** Tekstfragment **
+++

Operation Manual
203
3 Handmatige sensorreinigingN
 Tijdens het reinigen van de sensor mag u geen van de 
onderstaande handelingen verrichten. Als de stroom wordt 
onderbroken, gaat de sluiter dicht en kunnen de sluitergordijnen of 
de beeldsensor beschadigd raken.
• De camera uitschakelen.
• Het kaartsleuf-/accucompartimentklepje openen.
 Het oppervlak van de beeldsensor is zeer kwetsbaar. Reinig de sensor 
voorzichtig.
 Gebruik een gewoon blaasbuisje zonder borsteltje. Een borsteltje kan 
het oppervlak van de sensor beschadigen.
 Steek het blaasbuisje niet verder dan de objectiefvatting in de camera. 
Als de stroom wordt onderbroken, gaat de sluiter dicht en kunnen de 
sluitergordijnen of de reflexspiegel beschadigd raken.

+++

** Getoonde gegevens **
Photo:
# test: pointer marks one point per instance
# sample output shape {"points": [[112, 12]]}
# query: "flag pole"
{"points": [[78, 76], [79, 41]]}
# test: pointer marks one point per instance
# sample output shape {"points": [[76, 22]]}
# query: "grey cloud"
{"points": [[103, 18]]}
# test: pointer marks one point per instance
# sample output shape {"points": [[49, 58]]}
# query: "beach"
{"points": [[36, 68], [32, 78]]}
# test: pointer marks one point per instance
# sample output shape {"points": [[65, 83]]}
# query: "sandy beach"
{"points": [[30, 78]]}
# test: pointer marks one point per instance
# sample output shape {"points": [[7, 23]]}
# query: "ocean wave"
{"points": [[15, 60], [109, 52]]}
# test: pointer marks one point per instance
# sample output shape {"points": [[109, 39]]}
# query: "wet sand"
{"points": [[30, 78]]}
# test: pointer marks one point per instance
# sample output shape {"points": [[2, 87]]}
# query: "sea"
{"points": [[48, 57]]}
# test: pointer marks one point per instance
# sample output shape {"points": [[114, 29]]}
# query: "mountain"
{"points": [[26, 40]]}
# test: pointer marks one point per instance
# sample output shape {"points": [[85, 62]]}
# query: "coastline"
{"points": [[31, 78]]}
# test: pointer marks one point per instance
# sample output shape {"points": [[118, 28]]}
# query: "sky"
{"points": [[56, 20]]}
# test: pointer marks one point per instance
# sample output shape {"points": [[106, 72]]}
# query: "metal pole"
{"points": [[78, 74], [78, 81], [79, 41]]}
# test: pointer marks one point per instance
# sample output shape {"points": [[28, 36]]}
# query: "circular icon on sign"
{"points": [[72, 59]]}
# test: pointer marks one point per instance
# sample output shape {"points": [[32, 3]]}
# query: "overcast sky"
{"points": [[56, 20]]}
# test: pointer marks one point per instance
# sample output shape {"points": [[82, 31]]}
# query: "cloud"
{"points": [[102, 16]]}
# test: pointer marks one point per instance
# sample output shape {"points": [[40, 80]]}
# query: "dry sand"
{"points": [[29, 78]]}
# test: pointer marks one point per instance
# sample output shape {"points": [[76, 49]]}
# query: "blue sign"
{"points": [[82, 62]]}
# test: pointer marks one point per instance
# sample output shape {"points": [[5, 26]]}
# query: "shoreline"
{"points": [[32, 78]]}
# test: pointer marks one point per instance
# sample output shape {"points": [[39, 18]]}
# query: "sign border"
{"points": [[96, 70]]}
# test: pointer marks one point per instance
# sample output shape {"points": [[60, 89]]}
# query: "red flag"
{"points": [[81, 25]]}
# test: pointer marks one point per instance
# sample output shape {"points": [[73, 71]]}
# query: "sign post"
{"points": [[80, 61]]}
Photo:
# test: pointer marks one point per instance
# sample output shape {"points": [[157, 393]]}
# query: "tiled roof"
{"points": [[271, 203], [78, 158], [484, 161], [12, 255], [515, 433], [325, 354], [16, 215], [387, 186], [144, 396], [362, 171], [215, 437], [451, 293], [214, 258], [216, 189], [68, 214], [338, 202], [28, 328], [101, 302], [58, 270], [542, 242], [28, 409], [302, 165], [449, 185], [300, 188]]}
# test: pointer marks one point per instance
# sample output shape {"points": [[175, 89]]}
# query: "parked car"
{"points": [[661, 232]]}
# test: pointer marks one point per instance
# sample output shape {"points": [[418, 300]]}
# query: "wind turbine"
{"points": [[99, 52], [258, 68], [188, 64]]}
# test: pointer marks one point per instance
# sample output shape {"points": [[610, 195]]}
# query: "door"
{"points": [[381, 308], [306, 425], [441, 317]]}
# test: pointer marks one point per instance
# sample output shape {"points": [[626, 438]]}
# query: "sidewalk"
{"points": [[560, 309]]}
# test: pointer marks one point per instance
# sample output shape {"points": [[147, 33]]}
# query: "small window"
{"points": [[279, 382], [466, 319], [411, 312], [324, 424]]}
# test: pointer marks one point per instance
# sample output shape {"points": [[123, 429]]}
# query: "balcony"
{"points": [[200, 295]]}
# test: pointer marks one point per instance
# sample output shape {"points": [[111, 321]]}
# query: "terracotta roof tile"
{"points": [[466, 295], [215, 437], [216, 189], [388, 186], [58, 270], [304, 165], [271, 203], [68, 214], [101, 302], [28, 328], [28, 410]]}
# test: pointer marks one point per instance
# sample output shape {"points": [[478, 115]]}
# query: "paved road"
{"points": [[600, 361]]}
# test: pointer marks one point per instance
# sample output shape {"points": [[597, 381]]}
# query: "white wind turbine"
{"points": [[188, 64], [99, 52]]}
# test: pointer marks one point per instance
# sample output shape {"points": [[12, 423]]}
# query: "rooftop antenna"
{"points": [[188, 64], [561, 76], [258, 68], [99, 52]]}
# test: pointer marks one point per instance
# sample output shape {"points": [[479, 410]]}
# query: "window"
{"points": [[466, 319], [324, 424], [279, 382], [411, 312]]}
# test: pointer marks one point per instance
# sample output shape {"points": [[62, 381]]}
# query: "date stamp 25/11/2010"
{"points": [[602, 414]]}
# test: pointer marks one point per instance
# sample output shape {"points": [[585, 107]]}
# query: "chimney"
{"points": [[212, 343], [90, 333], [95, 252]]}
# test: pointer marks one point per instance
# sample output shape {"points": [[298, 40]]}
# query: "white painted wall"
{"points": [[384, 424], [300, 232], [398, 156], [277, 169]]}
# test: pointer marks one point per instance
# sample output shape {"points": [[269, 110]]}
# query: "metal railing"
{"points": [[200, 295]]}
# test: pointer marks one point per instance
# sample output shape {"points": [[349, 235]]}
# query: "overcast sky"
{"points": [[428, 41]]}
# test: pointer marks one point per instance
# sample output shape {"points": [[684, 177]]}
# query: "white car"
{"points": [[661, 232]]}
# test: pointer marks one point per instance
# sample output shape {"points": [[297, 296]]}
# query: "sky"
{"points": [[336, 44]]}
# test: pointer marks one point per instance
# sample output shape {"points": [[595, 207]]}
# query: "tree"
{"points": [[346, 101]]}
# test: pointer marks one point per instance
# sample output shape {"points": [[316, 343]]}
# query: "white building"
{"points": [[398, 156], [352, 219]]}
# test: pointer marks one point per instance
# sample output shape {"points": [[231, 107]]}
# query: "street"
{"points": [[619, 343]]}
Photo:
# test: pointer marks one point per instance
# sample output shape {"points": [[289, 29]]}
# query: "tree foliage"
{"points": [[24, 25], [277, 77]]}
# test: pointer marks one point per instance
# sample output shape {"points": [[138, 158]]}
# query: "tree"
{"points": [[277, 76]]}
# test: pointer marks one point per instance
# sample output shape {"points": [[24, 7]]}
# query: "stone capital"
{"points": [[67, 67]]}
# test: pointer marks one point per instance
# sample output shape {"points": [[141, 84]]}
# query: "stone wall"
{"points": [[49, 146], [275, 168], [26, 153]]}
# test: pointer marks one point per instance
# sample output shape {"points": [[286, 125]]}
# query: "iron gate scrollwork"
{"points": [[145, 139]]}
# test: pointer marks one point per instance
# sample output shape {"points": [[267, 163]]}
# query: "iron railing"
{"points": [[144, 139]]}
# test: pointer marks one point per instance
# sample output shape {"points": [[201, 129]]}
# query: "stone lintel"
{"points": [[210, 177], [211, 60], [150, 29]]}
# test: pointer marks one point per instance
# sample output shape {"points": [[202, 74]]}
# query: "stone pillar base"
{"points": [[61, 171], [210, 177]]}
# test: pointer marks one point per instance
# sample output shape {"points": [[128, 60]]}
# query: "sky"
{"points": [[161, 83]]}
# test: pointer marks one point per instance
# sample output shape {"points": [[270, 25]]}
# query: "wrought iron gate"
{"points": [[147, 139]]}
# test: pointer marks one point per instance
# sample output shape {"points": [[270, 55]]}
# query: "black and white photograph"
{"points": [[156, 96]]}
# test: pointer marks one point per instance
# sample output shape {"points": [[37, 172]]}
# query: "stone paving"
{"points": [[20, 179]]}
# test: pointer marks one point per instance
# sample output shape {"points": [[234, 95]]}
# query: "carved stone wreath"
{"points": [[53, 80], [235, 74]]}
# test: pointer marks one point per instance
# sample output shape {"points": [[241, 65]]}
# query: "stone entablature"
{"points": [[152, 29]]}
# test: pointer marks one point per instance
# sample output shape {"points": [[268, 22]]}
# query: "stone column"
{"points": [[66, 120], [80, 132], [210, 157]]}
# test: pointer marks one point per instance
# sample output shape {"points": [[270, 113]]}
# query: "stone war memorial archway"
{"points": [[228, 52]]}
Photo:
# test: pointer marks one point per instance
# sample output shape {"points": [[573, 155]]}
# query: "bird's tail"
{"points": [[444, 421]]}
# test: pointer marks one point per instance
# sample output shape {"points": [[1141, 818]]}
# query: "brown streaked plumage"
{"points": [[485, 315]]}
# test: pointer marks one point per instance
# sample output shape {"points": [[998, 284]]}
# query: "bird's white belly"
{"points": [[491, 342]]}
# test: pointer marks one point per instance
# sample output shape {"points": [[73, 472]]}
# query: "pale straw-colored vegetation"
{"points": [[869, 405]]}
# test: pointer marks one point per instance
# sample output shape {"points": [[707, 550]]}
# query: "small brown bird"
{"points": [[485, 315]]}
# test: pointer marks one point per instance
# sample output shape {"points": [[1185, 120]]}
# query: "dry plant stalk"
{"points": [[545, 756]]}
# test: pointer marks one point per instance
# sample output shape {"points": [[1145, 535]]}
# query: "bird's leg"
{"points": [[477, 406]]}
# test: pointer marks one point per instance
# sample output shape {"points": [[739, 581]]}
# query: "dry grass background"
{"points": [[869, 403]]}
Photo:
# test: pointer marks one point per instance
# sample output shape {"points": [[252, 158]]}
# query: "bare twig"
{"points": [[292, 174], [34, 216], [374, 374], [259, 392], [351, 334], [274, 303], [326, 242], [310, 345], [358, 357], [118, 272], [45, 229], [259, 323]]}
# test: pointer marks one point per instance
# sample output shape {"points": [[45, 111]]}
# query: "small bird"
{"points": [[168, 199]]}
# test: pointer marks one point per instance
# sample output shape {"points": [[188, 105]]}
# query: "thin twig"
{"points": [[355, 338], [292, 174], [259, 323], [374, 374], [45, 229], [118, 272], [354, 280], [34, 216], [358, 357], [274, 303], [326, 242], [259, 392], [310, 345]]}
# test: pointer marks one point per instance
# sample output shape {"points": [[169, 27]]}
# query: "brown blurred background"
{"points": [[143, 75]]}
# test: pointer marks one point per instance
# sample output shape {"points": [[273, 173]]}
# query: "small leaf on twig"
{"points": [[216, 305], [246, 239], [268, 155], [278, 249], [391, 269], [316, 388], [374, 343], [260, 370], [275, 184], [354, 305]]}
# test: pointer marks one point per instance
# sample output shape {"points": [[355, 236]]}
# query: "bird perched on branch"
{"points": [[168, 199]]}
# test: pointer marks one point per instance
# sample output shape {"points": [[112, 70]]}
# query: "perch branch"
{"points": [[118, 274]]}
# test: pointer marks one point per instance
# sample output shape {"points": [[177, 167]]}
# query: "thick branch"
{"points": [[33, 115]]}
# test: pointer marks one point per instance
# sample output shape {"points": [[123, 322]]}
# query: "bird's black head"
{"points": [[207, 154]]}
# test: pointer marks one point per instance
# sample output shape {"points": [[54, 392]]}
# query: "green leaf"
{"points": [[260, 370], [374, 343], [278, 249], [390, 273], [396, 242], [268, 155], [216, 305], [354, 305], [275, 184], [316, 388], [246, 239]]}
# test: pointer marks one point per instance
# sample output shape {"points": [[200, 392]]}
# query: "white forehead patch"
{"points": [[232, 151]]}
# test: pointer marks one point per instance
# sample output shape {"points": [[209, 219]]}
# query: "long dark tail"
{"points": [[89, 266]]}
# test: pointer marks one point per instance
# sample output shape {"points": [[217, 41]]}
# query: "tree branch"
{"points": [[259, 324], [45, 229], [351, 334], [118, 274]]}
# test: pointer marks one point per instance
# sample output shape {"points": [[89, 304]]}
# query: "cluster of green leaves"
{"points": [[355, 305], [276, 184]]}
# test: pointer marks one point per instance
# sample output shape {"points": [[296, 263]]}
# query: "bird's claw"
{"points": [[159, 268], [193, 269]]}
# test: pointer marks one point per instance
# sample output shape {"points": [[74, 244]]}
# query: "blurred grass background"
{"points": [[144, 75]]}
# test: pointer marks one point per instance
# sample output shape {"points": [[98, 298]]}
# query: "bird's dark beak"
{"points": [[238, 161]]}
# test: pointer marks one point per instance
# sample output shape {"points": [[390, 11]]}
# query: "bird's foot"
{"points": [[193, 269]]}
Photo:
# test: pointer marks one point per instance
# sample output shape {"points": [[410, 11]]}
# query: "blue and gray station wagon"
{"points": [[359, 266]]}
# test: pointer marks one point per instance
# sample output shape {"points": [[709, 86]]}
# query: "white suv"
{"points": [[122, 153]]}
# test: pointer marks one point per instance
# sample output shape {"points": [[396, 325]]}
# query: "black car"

+++

** Opdrachten **
A – Geef een deel van de tekst over sensorreiniging letterlijk opnieuw weer. Begin bij de woorden met "Het oppervlak van de beeldsensor" en stop na "de sensor beschadigen.".
B – Schrijf de tekst over het reinigen van de beeldsensor verder, te beginnen na de laatste zin die er staat.

** Schriftelijke antwoorden **
A –
Het oppervlak van de beeldsensor is zeer kwetsbaar. Reinig de sensor 
voorzichtig.
 Gebruik een gewoon blaasbuisje zonder borsteltje. Een borsteltje kan 
het oppervlak van de sensor beschadigen.

B –
 Gebruik nooit perslucht of -gas om de sensor schoon te maken. 
Perslucht kan de sensor beschadigen en de gasnevel kan op de sensor 
bevriezen en deze bekrassen.
 Als het accuniveau laag wordt terwijl u de sensor reinigt, klinkt er een 
pieptoon als waarschuwing. Stop het reinigen van de sensor.
 Als er vuil blijft zitten dat niet met een blaasbuisje kan worden verwijderd, 
kunt u de sensor het beste door een Canon Service Center 
laten reinigen.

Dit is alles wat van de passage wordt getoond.